でも近づいてきた鹿たちはせんべえが欲しかったのかと思うと、次回はもっと大判振る舞いしよう、と決意。

しかし春日大社付近の森は、歩いていると気持ちが良い。
この前新聞の「おすすめの日本の森」で春日山原始林が第四位になってただけの事はある。
神域林ですからね。

興福寺の国宝館で阿修羅像も見ました。ガラスケースなしですから威力すごかったです。
その空間に入っただけで、そこだけ後光がピカーッ!と差してるから目に入ってくる。
せっかく順番に見たかったのに・・・と思っても時遅し。
やはりセンターに鎮座してるのですよね。

でもあまり歴史や仏像に知識が明るくない私は、男前ぶりと、あのズボン、私の寝巻きに似てるなあ
なんて邪念も浮かびまくり(こんな事書いたらバチ当りそうだ・・・)
でも人ってひとつの顔じゃないよね、と。3つの顔の説明文には感銘を受けました。
唇をきっと結びつつ、前を向いていこうという表情、そうだよね、幸せいっぱい笑顔いっぱいに人に見せても
唇を噛む瞬間だって裏ではいっぱいあるよね、って。

(課題内容): 奈良での見物を綴った抜粋を、最後の文の後から書き継いでください。

(データ抜粋):
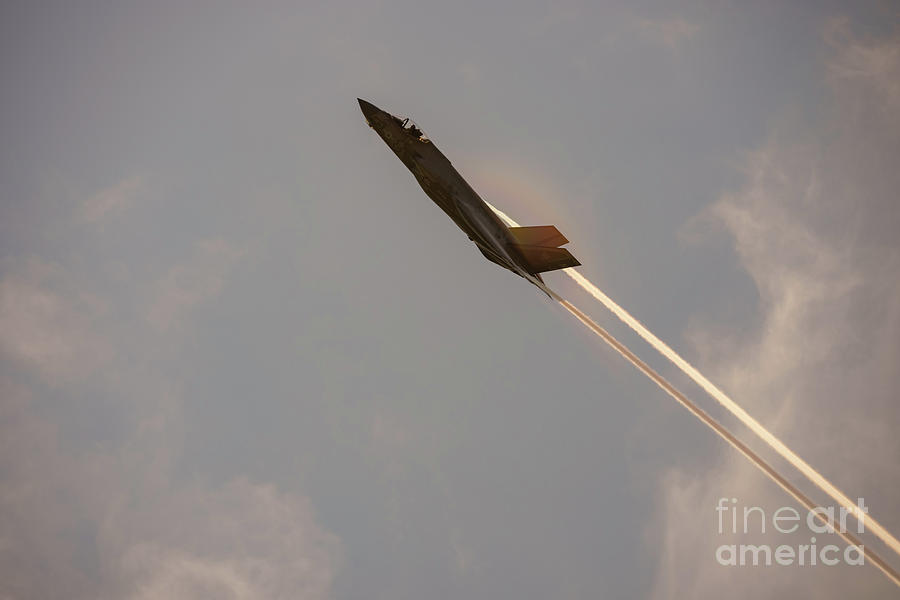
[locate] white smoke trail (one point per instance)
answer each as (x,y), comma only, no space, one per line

(回答):
例えば人を好きになって、その人の事あまり知らなくて、
「本当の自分を知ったらきっと嫌いになるよ」なんて言われたり、また自分がそう思う立場になったとしても、
その人の一面を見て好きになったのだから、それもその人の核の一部に触れられた事になるのだから
その気持ちは認めてあげようよ、って思う。
勿論、もう一つの顔を見たら一気に冷めたり、嫌いになるかもしれないけど、
その時に「私の想像していた人じゃなかった」っていうのは違うよな、と。

なんか奈良に行って説教臭くなってたらすみません、一時的なものです。
でも自分よりうんと長い時を過ごしてきた建物、大地、仏様を見つめて、
人間について考える時間を持つというのも、
普段は日々の生活に追われ、なかなかない事だから、いいのではないかと思う。

今回のお宿は、宿代2500円の奈良ウガヤゲストハウス
女性専用のドミトリーに素泊まりしました。
特注のひのきのベッドではグッスリ眠れたし、ロビーの壁には一面の本棚。カフェも併設なので、
コーヒーも飲める、ちょっとブックカフェちっくなところに惹かれて予約したのですが、選んで正解でした。

          
薬局を改造したというロビー、カフェにもなります。        「奈良のお宿の春日さん」さえきまな著 実業之日本社
水道管パイプスピーカーから流れる音楽もグッド!       こちらのゲストハウスを舞台にした、こんな本も発見!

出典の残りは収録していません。